### Goal of the exercise
Reproduce the listing below verbatim, line for line.

### Listed records
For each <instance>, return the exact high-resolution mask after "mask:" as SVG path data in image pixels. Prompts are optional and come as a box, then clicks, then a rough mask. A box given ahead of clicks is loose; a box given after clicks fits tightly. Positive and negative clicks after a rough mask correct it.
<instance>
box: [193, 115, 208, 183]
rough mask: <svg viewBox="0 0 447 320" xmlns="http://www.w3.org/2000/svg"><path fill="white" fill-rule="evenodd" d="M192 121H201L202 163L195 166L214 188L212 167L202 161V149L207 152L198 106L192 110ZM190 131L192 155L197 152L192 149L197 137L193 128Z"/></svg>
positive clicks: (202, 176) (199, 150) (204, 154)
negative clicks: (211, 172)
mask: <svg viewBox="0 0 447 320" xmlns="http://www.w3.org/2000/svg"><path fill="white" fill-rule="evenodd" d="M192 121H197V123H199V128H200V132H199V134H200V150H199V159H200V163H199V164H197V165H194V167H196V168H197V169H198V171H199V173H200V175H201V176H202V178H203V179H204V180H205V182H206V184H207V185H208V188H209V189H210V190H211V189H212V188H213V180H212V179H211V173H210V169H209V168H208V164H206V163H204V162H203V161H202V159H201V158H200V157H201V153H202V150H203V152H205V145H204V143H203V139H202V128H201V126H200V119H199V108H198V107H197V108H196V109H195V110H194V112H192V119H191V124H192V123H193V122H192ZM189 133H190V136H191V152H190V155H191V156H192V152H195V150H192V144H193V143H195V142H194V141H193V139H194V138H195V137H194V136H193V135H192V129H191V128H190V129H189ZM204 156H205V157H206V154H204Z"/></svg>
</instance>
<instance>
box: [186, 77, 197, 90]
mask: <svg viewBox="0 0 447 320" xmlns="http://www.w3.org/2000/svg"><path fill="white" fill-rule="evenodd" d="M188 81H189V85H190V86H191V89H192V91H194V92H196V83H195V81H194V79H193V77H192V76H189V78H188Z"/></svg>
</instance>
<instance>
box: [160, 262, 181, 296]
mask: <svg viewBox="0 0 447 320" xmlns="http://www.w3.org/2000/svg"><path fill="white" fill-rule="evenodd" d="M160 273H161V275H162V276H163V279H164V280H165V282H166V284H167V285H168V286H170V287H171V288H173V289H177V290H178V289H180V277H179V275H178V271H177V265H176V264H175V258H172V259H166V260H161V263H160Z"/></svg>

### Solution for this exercise
For each <instance>, return the exact high-resolution mask after "mask:" as SVG path data in image pixels. Prompts are optional and come as a box, then clicks, then a rough mask. A box given ahead of clicks is loose; a box given after clicks fits tightly. Positive and negative clicks after a rough mask correct it.
<instance>
box: [193, 115, 208, 183]
rough mask: <svg viewBox="0 0 447 320" xmlns="http://www.w3.org/2000/svg"><path fill="white" fill-rule="evenodd" d="M192 121H201L202 163L195 166L214 188L212 167L202 161V149L207 152L198 106L192 110ZM190 131L192 155L197 152L192 149L197 137L193 128Z"/></svg>
positive clicks: (202, 176) (199, 150) (204, 154)
negative clicks: (211, 172)
mask: <svg viewBox="0 0 447 320" xmlns="http://www.w3.org/2000/svg"><path fill="white" fill-rule="evenodd" d="M192 121H197V123H199V128H200V132H199V134H200V150H199V159H200V163H199V164H197V165H194V167H196V168H197V169H198V171H199V173H200V175H201V176H202V178H203V179H204V180H205V182H206V184H207V185H208V188H209V189H210V190H211V189H212V188H213V180H212V179H211V173H210V169H209V168H208V164H206V163H204V162H203V161H202V159H201V158H200V157H201V153H202V150H203V152H205V145H204V143H203V139H202V128H201V126H200V119H199V108H198V107H197V108H196V109H195V110H194V112H192V119H191V124H192V123H193V122H192ZM189 133H190V136H191V152H190V155H191V156H192V152H195V150H192V144H193V143H195V142H194V141H193V139H194V138H195V137H194V136H193V135H192V129H191V128H190V129H189ZM204 156H205V157H206V154H204Z"/></svg>
</instance>
<instance>
box: [186, 77, 197, 90]
mask: <svg viewBox="0 0 447 320" xmlns="http://www.w3.org/2000/svg"><path fill="white" fill-rule="evenodd" d="M188 81H189V85H190V86H191V89H192V91H194V92H196V83H195V81H194V79H193V77H192V76H189V78H188Z"/></svg>
</instance>
<instance>
box: [160, 262, 181, 296]
mask: <svg viewBox="0 0 447 320" xmlns="http://www.w3.org/2000/svg"><path fill="white" fill-rule="evenodd" d="M160 273H161V275H162V276H163V279H164V280H165V282H166V284H167V285H168V286H170V287H171V288H173V289H177V290H178V289H180V277H179V275H178V271H177V265H176V264H175V258H172V259H166V260H161V263H160Z"/></svg>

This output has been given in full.